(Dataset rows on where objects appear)

□ □ □ □ □ □ □

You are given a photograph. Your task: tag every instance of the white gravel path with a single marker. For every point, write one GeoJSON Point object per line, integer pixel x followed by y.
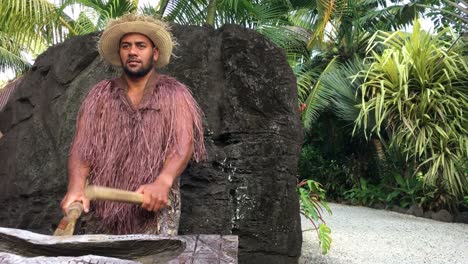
{"type": "Point", "coordinates": [365, 235]}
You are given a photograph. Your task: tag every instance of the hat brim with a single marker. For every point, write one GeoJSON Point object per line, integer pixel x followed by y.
{"type": "Point", "coordinates": [110, 41]}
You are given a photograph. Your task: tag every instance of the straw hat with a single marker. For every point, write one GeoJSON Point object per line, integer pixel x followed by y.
{"type": "Point", "coordinates": [155, 30]}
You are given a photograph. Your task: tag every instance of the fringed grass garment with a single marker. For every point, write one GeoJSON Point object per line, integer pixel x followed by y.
{"type": "Point", "coordinates": [126, 146]}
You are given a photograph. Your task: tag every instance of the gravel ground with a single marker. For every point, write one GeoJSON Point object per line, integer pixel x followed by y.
{"type": "Point", "coordinates": [365, 235]}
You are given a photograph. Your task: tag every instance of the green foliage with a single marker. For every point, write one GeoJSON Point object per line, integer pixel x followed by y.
{"type": "Point", "coordinates": [313, 203]}
{"type": "Point", "coordinates": [312, 165]}
{"type": "Point", "coordinates": [416, 91]}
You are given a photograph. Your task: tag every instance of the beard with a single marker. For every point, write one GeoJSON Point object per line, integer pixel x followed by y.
{"type": "Point", "coordinates": [140, 72]}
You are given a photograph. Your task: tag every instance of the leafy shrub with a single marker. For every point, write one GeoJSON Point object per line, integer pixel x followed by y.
{"type": "Point", "coordinates": [313, 202]}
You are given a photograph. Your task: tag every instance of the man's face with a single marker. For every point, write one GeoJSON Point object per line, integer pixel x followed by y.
{"type": "Point", "coordinates": [137, 54]}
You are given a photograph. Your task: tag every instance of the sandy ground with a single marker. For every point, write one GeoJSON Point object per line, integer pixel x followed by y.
{"type": "Point", "coordinates": [365, 235]}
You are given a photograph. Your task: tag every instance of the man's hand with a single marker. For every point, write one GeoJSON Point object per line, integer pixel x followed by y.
{"type": "Point", "coordinates": [155, 195]}
{"type": "Point", "coordinates": [74, 196]}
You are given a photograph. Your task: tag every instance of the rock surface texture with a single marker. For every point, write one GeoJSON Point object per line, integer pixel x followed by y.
{"type": "Point", "coordinates": [252, 131]}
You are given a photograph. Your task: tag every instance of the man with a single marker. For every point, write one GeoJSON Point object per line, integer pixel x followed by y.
{"type": "Point", "coordinates": [136, 132]}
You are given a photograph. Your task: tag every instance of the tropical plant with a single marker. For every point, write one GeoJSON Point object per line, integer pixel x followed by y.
{"type": "Point", "coordinates": [313, 203]}
{"type": "Point", "coordinates": [27, 26]}
{"type": "Point", "coordinates": [416, 91]}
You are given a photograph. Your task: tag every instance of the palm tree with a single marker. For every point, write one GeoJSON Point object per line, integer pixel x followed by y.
{"type": "Point", "coordinates": [27, 26]}
{"type": "Point", "coordinates": [415, 90]}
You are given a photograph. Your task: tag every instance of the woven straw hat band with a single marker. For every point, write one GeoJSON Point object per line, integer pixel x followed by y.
{"type": "Point", "coordinates": [157, 32]}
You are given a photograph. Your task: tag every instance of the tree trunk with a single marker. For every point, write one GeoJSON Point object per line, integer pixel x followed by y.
{"type": "Point", "coordinates": [211, 13]}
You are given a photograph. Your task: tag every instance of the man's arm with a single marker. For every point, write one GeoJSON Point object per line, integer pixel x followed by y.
{"type": "Point", "coordinates": [78, 172]}
{"type": "Point", "coordinates": [155, 195]}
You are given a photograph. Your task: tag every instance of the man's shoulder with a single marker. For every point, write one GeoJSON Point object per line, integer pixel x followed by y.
{"type": "Point", "coordinates": [170, 82]}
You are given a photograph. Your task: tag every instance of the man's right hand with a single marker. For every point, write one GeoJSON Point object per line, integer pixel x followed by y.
{"type": "Point", "coordinates": [74, 196]}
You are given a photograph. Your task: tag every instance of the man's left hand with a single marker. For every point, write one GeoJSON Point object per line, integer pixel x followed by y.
{"type": "Point", "coordinates": [155, 195]}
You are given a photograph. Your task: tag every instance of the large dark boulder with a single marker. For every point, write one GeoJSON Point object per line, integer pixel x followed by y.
{"type": "Point", "coordinates": [252, 130]}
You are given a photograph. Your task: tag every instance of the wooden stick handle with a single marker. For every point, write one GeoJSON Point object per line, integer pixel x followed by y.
{"type": "Point", "coordinates": [110, 194]}
{"type": "Point", "coordinates": [66, 227]}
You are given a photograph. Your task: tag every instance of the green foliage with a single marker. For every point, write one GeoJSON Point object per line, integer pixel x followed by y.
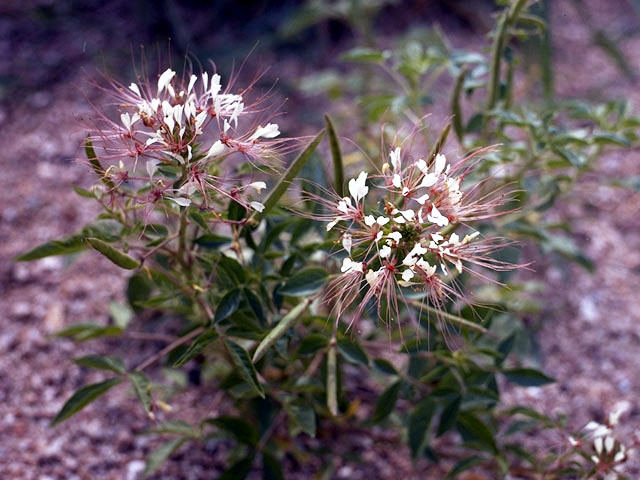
{"type": "Point", "coordinates": [246, 287]}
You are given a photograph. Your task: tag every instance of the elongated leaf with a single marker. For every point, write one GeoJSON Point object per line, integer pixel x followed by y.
{"type": "Point", "coordinates": [95, 163]}
{"type": "Point", "coordinates": [160, 455]}
{"type": "Point", "coordinates": [527, 377]}
{"type": "Point", "coordinates": [336, 156]}
{"type": "Point", "coordinates": [86, 331]}
{"type": "Point", "coordinates": [332, 380]}
{"type": "Point", "coordinates": [83, 397]}
{"type": "Point", "coordinates": [449, 415]}
{"type": "Point", "coordinates": [242, 361]}
{"type": "Point", "coordinates": [286, 179]}
{"type": "Point", "coordinates": [98, 362]}
{"type": "Point", "coordinates": [64, 246]}
{"type": "Point", "coordinates": [304, 283]}
{"type": "Point", "coordinates": [280, 329]}
{"type": "Point", "coordinates": [386, 402]}
{"type": "Point", "coordinates": [419, 422]}
{"type": "Point", "coordinates": [142, 387]}
{"type": "Point", "coordinates": [119, 258]}
{"type": "Point", "coordinates": [198, 345]}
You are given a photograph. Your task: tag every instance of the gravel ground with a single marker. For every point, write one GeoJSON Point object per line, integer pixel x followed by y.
{"type": "Point", "coordinates": [589, 341]}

□ □ □ □ □ □ □

[EXERCISE]
Would you set down the listing exactly, omitting pictures?

[REPLY]
You are given a photograph. Your task: tag every instance of the white gravel path with a single marker. For every point, write one GeoJSON Point object per line, integer pixel x followed by y.
{"type": "Point", "coordinates": [365, 235]}
You are given a photograph. Your task: tag every instance of the hat brim with a single marker. For every point, write one GeoJSON Point object per line, integer pixel x followed by y.
{"type": "Point", "coordinates": [110, 41]}
You are given a photograph. Your task: tag every instance of the straw hat with a single marker. For every point, write one GeoJSON Point object per line, integer pixel x followed by y.
{"type": "Point", "coordinates": [155, 30]}
You are given a photograph. Your task: tag every instance of the fringed grass garment with a single marker. For every point, write one GeoJSON Point object per line, integer pixel x followed by y.
{"type": "Point", "coordinates": [126, 146]}
You are given a photograph. Your task: tag every instance of the gravel ground with a single marker. For every point, write one GeoJSON Point object per line, integer pixel x followed by y.
{"type": "Point", "coordinates": [365, 235]}
You are given a photograph. Your task: tag every instance of the green foliage with a single marker. For every point, write one GeoJSON Point object per line, integer pixel x followed by y.
{"type": "Point", "coordinates": [313, 203]}
{"type": "Point", "coordinates": [312, 165]}
{"type": "Point", "coordinates": [416, 91]}
You are given a photograph. Your task: tag every instance of the beard with a single marker. For every point, write one GeoJSON Point object per line, integer pixel x followed by y.
{"type": "Point", "coordinates": [140, 72]}
You are given a photograph. Your task: tag every instance of the leafy shrub with a single marker. For every point, write one GeoJSON Point object per line, integer pixel x followed by y.
{"type": "Point", "coordinates": [313, 202]}
You are given a photograph. Your task: tag every instance of the man's face with a single marker. For every point, write one GeoJSON Point object per line, integer pixel x followed by y.
{"type": "Point", "coordinates": [137, 54]}
You are given a photograph. Your task: tag every instance of the sandy ground with a single marker. For every point, write one GeoJSON Point object per line, integer pixel x followed by y.
{"type": "Point", "coordinates": [365, 235]}
You are given a photograph. Your task: tag every instance of the man's hand with a single marker. For every point, write one GeoJSON Point object per line, integer pixel x followed by y.
{"type": "Point", "coordinates": [155, 195]}
{"type": "Point", "coordinates": [74, 196]}
You are given a photograph. Your task: tag every instance of the rock surface texture with a single marker. For every point, write one GeoJSON Point object per line, integer pixel x followed by y.
{"type": "Point", "coordinates": [252, 131]}
You are given a photograph. Your task: tag every instance of the man with a single marker. For every point, write one GeoJSON Point object per line, integer pixel x followed by y.
{"type": "Point", "coordinates": [136, 132]}
You are given a photograph. Your task: tag every instance of the tropical plant with a single marker. For every point, write one GeoJSON Point object per line, integer pixel x followed by y.
{"type": "Point", "coordinates": [313, 203]}
{"type": "Point", "coordinates": [27, 26]}
{"type": "Point", "coordinates": [416, 91]}
You are given a photograph. Your task: tag every instance of the palm tree with a single marker. For every point, write one GeoJSON Point object per line, integer pixel x followed by y.
{"type": "Point", "coordinates": [27, 26]}
{"type": "Point", "coordinates": [415, 90]}
You are given a photograph. Your task: tag every instance of the woven straw hat band with a single marker. For every point, write one GeoJSON Point object per line, integer pixel x followed by y.
{"type": "Point", "coordinates": [157, 32]}
You are given a photograph. Your task: tag every instance of the tree trunk with a single marker. For every point, write one GeoJSON Point object per line, integer pixel x followed by y.
{"type": "Point", "coordinates": [211, 13]}
You are given a photograph. Your task: tag every instance of the man's arm with a single marker. For every point, write one GeoJSON Point object per line, integer pixel x followed by y.
{"type": "Point", "coordinates": [78, 172]}
{"type": "Point", "coordinates": [155, 195]}
You are given a photograph. Your task: tag every instance of the man's shoulder with a single marker. For every point, write one GeoJSON Point object per line, integer pixel x followed by y.
{"type": "Point", "coordinates": [170, 82]}
You are given a photograph. Your task: tag every instance of the man's right hand with a single marker. For every point, write one GeoJSON Point object per line, integer pixel x followed by y.
{"type": "Point", "coordinates": [74, 196]}
You are given a photograph. Your task: tag every instance of the man's left hand with a single marker. For every point, write one GeoJSON Point object per line, integer pixel x followed by y.
{"type": "Point", "coordinates": [155, 195]}
You are given a photograph. Your task: tag every instance of the large dark boulder with a single marker. For every point, write one GeoJSON Point object per line, integer pixel x followed by y.
{"type": "Point", "coordinates": [252, 130]}
You are given a photograph. Your task: tag every instance of the wooden stick handle with a single marker. For every point, write one GeoJSON Point object per line, integer pixel x followed by y.
{"type": "Point", "coordinates": [110, 194]}
{"type": "Point", "coordinates": [66, 227]}
You are given a photograph. Your task: tag every instance of the green foliage with a single marker. For every point, write one GeoJSON Point object per line, integer pixel x followed by y.
{"type": "Point", "coordinates": [246, 287]}
You are given a photograph. Your task: tag every instance of the elongated leaf with a single marker. For every point, write one GeoJSON Point object per line, integer pixel x followed by y.
{"type": "Point", "coordinates": [95, 163]}
{"type": "Point", "coordinates": [160, 455]}
{"type": "Point", "coordinates": [527, 377]}
{"type": "Point", "coordinates": [336, 156]}
{"type": "Point", "coordinates": [86, 331]}
{"type": "Point", "coordinates": [332, 380]}
{"type": "Point", "coordinates": [83, 397]}
{"type": "Point", "coordinates": [449, 415]}
{"type": "Point", "coordinates": [242, 361]}
{"type": "Point", "coordinates": [286, 179]}
{"type": "Point", "coordinates": [98, 362]}
{"type": "Point", "coordinates": [64, 246]}
{"type": "Point", "coordinates": [304, 283]}
{"type": "Point", "coordinates": [280, 329]}
{"type": "Point", "coordinates": [386, 402]}
{"type": "Point", "coordinates": [419, 422]}
{"type": "Point", "coordinates": [142, 387]}
{"type": "Point", "coordinates": [119, 258]}
{"type": "Point", "coordinates": [198, 345]}
You are given a photograph. Your task: tag every instance of the gravel ground with a single marker. For every point, write one GeoJSON Point object per line, integer pixel x followed by y.
{"type": "Point", "coordinates": [589, 341]}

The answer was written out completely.